**GOAL:** How many lines in the records contain the string "dark", with case counting? Reply with the number alone.

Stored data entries
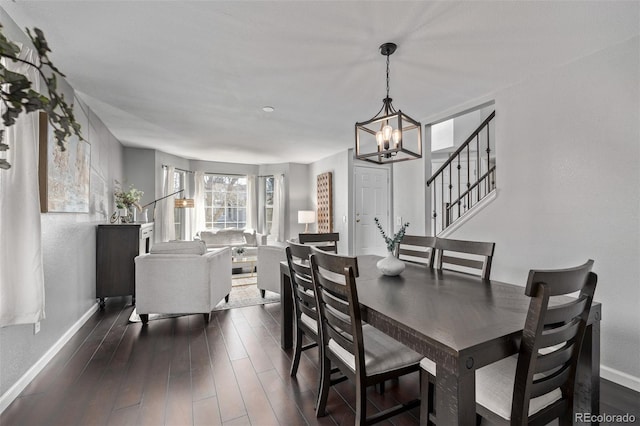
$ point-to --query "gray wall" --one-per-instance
(568, 143)
(68, 249)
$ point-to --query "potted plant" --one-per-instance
(18, 97)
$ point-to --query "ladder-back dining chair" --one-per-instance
(304, 301)
(361, 352)
(417, 249)
(471, 256)
(537, 385)
(326, 241)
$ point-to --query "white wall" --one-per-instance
(568, 144)
(409, 201)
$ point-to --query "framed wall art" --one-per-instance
(64, 175)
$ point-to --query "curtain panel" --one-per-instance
(22, 291)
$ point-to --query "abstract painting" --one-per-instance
(64, 175)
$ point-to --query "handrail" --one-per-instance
(462, 147)
(471, 188)
(463, 184)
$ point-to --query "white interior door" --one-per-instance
(372, 200)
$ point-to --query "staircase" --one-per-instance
(466, 178)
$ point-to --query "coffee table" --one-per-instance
(244, 262)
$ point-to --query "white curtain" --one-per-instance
(252, 205)
(277, 224)
(21, 271)
(198, 203)
(165, 221)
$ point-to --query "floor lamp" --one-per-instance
(180, 203)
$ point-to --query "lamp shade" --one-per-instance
(184, 203)
(306, 216)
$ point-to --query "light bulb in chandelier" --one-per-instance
(397, 138)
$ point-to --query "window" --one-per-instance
(179, 214)
(225, 198)
(268, 203)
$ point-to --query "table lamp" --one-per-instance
(306, 217)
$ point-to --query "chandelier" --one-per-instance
(390, 136)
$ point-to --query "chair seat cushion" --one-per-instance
(381, 352)
(309, 322)
(494, 389)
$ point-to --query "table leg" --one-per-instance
(286, 312)
(587, 396)
(455, 398)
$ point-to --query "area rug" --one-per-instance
(240, 297)
(244, 279)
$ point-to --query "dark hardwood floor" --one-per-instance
(181, 371)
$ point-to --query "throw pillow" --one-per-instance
(179, 247)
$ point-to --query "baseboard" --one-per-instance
(623, 379)
(12, 393)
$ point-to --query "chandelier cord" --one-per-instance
(387, 75)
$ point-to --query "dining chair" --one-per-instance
(327, 241)
(361, 352)
(417, 249)
(304, 301)
(476, 256)
(537, 385)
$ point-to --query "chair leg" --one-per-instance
(361, 404)
(297, 353)
(325, 384)
(425, 397)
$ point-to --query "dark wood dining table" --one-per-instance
(459, 321)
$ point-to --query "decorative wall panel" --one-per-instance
(325, 203)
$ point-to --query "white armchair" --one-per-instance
(182, 278)
(269, 258)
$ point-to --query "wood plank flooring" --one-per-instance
(181, 371)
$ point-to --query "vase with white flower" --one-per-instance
(127, 203)
(391, 265)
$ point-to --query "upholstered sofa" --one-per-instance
(233, 238)
(182, 277)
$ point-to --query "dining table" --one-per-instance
(461, 322)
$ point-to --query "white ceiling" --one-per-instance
(190, 78)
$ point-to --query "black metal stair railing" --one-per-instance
(455, 192)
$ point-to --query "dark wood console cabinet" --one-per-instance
(116, 247)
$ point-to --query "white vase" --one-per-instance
(390, 265)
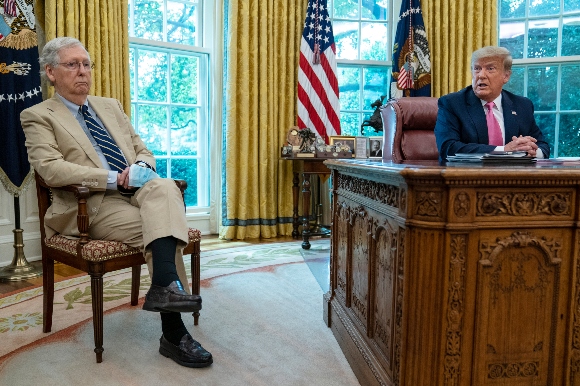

**EXERCISE ANSWER:** 3